§ Required tasks:
a) In the post about depression, please restate the text starting with "I get out of" and going on through "minimum of groceries.", changing "groceries" to "food".
b) What reason does the post about depression give for why the writer has to hold on? Answer in one to three sentences.

§ Selected passage:
======
JulBean profile image
7 Replies

Note: I am not suicidal. The only thing heavier than my depression is the responsibility as the only support system for my children. I. Will. Not. Leave. Them. No. Matter. How. Bad. It. Gets.

Yes, I am aware that this is Suicidal Ideation.

And yes, the program that I am waitlisted for is aware of this.

I’m low. Belly on the ground low.

The only thing that keeps me from ending it all, finally, is my children (teens & 20’s). They have no other adult support network. I have to hold on. I also would not ever leave them to clean up the messes that I have created (my “stuff” and the estate).

I get out of bed every day only as a responsibility to them. I leave the house only on their behalf - to drive them to work and school or to buy the minimum of groceries.

If I didn’t have them, I know how I would die. I would do it with the least amount of trauma to anyone. Either by taking something and then just going and sitting myself in the ER waiting room without checking in. They know how to deal with death there. Or by disappearing deep into the north woods where no one would be traumatized by finding my body.

But it won’t happen. I have felt this desire to die at various times since I was a teenager. My sense of obligation to others is too great. I’m not of the mind “let’s see who would really appreciate me if I wasn’t here”. I know that it would irreparably traumatize my children. My mother was selfish with her own needs over that of her children. I won’t be her.

Although, I do worry that once/if I start therapy that works and start to focus on my own needs as a priority that I might somehow be convinced to put my needs first…

I’m rambling. I’m sorry.

None of the “reasons” not to die apply to me. I have no hopes or dreams. I have nothing that I enjoy doing anymore. I can’t remember anything that made me feel positive in so long.
======
§ Data to examine:
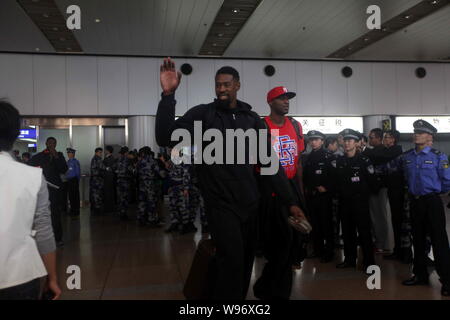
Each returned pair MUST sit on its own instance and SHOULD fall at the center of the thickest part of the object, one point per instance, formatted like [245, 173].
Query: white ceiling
[177, 28]
[427, 39]
[275, 28]
[18, 32]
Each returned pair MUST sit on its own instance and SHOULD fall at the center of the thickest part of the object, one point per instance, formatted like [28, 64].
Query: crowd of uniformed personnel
[350, 186]
[143, 178]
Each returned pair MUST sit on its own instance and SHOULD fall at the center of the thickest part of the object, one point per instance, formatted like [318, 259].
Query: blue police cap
[351, 134]
[314, 134]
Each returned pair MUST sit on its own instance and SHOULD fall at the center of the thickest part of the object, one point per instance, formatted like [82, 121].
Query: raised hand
[169, 77]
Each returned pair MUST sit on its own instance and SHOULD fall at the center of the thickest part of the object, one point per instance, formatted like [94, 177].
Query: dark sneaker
[416, 281]
[173, 227]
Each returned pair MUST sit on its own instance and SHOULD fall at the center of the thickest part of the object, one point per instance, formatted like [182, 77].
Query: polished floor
[120, 260]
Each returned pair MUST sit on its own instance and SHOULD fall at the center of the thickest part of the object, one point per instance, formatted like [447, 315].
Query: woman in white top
[28, 246]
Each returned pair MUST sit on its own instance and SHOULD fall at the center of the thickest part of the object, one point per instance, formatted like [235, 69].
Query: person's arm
[278, 182]
[44, 238]
[444, 172]
[299, 177]
[78, 167]
[165, 116]
[61, 163]
[372, 178]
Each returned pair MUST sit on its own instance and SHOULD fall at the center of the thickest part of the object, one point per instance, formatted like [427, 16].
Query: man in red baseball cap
[280, 243]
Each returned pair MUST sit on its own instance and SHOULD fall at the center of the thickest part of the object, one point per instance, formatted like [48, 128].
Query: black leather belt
[425, 196]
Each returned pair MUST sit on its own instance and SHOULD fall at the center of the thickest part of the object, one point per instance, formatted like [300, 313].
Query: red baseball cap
[279, 91]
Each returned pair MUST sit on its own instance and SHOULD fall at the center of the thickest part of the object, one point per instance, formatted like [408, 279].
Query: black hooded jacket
[228, 186]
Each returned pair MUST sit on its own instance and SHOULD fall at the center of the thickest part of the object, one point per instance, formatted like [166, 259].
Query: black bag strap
[296, 127]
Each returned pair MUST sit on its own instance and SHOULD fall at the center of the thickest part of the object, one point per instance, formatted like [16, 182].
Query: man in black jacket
[230, 190]
[53, 165]
[395, 183]
[109, 195]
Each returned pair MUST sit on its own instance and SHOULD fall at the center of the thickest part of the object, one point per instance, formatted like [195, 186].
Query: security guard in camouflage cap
[355, 179]
[317, 175]
[428, 174]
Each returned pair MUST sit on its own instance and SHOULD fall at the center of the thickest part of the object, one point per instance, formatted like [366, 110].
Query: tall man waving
[230, 190]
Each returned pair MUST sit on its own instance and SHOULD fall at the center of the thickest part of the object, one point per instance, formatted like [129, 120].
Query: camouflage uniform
[96, 183]
[124, 174]
[195, 199]
[148, 171]
[178, 203]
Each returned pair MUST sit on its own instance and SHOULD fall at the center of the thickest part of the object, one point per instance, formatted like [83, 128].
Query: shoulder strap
[296, 127]
[208, 116]
[437, 152]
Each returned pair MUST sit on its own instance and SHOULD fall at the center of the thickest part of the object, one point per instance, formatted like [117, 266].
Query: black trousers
[321, 212]
[55, 204]
[428, 217]
[356, 219]
[279, 245]
[25, 291]
[73, 189]
[396, 202]
[235, 242]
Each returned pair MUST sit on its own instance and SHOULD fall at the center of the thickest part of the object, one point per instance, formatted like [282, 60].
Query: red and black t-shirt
[287, 144]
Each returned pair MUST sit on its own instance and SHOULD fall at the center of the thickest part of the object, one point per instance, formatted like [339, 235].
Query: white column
[371, 122]
[141, 132]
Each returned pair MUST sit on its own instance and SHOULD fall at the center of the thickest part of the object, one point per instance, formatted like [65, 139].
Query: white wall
[141, 132]
[111, 86]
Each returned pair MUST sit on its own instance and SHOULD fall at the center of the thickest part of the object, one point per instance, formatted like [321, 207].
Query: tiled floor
[120, 260]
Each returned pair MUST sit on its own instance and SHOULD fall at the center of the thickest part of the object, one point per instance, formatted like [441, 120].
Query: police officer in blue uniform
[73, 176]
[428, 174]
[356, 179]
[317, 175]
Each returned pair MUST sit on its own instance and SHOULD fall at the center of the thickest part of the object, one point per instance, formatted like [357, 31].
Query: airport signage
[330, 125]
[405, 124]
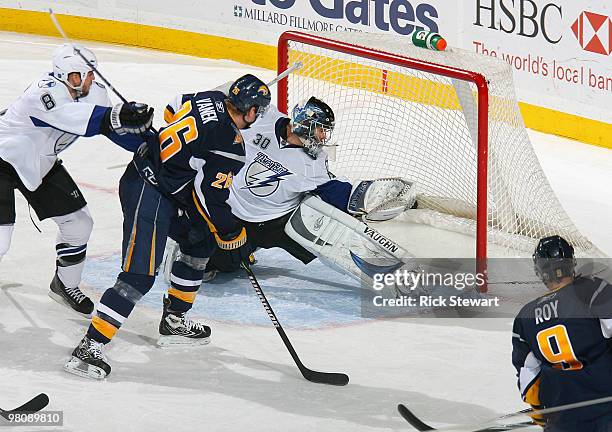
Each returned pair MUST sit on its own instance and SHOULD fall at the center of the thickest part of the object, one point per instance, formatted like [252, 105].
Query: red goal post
[477, 79]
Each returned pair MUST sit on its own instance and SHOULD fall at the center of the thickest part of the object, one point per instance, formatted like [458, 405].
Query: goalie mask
[66, 61]
[554, 259]
[313, 122]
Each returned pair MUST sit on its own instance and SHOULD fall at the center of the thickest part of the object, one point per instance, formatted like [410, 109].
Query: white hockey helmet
[66, 60]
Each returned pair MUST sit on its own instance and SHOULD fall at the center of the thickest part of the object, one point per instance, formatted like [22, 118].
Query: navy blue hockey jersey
[199, 152]
[562, 348]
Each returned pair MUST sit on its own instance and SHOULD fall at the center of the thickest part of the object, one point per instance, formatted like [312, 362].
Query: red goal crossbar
[450, 72]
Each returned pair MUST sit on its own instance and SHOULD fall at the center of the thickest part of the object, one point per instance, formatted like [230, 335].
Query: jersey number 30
[182, 130]
[556, 347]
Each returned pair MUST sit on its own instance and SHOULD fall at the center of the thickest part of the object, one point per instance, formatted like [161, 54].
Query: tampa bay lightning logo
[46, 83]
[263, 176]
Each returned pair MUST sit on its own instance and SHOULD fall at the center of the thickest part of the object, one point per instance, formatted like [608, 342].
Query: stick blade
[412, 419]
[338, 379]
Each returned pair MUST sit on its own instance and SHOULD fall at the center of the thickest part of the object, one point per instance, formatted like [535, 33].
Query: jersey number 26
[182, 130]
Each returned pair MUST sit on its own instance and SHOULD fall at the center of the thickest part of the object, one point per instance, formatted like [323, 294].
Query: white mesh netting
[396, 121]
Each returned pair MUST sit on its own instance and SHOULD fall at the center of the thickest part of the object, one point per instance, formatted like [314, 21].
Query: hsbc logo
[594, 32]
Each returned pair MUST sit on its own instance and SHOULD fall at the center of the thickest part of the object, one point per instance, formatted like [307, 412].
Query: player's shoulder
[98, 95]
[47, 84]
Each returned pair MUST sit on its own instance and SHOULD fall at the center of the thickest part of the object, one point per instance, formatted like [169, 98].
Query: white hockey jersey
[43, 122]
[276, 174]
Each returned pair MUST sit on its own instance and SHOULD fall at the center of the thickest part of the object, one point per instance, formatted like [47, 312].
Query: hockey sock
[71, 245]
[70, 263]
[6, 232]
[116, 305]
[185, 282]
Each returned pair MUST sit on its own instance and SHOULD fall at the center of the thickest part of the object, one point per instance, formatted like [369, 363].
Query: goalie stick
[418, 424]
[311, 375]
[35, 404]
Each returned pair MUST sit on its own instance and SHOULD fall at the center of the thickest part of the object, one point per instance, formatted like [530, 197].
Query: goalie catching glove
[131, 118]
[236, 244]
[382, 199]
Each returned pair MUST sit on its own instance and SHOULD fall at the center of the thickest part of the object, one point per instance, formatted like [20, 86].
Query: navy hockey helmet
[553, 259]
[249, 91]
[306, 118]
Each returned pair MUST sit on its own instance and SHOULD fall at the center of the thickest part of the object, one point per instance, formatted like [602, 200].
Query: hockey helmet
[306, 117]
[249, 91]
[66, 60]
[553, 259]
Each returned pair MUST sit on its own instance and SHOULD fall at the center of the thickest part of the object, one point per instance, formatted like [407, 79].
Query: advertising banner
[560, 50]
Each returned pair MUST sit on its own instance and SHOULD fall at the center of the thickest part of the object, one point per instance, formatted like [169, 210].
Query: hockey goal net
[447, 120]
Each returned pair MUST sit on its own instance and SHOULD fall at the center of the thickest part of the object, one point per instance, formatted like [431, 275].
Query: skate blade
[78, 367]
[58, 298]
[180, 341]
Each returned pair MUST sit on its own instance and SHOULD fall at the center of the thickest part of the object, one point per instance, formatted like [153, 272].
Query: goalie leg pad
[382, 199]
[344, 242]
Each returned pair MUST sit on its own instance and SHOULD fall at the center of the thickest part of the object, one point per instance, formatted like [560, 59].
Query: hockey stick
[421, 426]
[96, 70]
[311, 375]
[78, 51]
[283, 74]
[35, 404]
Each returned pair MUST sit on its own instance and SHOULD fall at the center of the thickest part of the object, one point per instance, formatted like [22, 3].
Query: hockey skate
[88, 361]
[70, 297]
[177, 330]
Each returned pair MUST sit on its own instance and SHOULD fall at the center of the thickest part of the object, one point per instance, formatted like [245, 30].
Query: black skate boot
[71, 297]
[176, 329]
[88, 361]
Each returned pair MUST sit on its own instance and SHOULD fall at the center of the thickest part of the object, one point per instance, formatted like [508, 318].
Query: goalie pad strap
[381, 199]
[342, 241]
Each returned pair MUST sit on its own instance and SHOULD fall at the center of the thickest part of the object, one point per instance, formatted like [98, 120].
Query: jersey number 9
[556, 347]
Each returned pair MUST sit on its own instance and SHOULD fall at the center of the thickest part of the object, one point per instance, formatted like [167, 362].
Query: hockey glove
[237, 245]
[132, 118]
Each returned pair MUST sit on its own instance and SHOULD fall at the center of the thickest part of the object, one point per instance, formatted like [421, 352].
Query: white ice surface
[447, 370]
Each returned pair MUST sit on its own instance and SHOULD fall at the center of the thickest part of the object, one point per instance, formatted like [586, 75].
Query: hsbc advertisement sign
[560, 50]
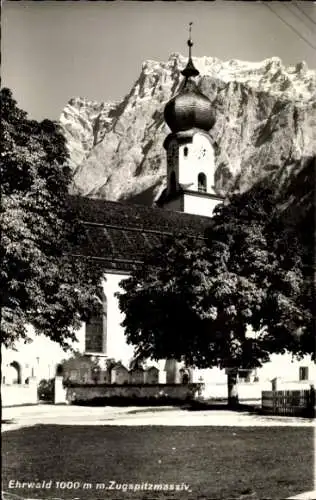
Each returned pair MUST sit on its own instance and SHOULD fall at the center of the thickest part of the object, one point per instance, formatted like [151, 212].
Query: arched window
[202, 182]
[173, 182]
[96, 327]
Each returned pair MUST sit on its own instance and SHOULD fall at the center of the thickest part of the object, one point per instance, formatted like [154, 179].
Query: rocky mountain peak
[265, 126]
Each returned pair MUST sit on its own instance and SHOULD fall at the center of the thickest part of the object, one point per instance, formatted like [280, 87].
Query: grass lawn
[216, 462]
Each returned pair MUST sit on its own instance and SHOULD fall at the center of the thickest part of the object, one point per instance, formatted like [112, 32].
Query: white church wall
[200, 158]
[199, 205]
[117, 346]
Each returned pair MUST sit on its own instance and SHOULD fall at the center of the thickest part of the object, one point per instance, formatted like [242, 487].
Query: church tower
[189, 148]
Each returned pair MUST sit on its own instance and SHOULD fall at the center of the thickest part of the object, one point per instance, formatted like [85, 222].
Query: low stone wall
[248, 392]
[131, 393]
[18, 394]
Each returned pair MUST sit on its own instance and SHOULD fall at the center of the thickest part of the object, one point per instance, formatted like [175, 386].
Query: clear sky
[55, 50]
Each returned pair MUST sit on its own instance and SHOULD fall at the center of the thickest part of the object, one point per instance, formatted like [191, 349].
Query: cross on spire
[190, 70]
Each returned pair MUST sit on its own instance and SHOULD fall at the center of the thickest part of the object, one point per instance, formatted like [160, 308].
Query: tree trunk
[232, 388]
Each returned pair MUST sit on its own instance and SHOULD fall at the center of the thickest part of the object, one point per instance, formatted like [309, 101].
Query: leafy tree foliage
[230, 299]
[41, 284]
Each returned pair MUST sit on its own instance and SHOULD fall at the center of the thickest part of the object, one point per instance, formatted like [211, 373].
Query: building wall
[200, 159]
[39, 358]
[117, 347]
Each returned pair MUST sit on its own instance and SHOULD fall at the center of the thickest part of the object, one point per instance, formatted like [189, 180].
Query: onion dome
[190, 108]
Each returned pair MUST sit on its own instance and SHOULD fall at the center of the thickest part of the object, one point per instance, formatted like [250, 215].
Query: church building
[119, 237]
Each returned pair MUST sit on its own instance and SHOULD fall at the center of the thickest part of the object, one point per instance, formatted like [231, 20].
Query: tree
[228, 300]
[41, 284]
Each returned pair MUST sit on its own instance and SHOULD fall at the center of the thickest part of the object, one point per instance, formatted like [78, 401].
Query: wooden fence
[295, 402]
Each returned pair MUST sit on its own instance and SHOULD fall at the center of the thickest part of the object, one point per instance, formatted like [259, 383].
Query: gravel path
[25, 416]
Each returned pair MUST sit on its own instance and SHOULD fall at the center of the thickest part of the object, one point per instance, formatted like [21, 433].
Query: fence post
[60, 392]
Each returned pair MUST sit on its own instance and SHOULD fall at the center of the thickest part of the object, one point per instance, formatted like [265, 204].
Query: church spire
[190, 70]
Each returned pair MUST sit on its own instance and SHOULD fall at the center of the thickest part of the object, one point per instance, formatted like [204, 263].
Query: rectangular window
======
§ Solutions per task:
a)
I get out of bed every day only as a responsibility to them. I leave the house only on their behalf - to drive them to work and school or to buy the minimum of food.

b) The writer's children, who are teens and in their 20s, have no other adult support network. The writer also would never leave them to clean up the messes the writer has created, such as personal "stuff" and the estate.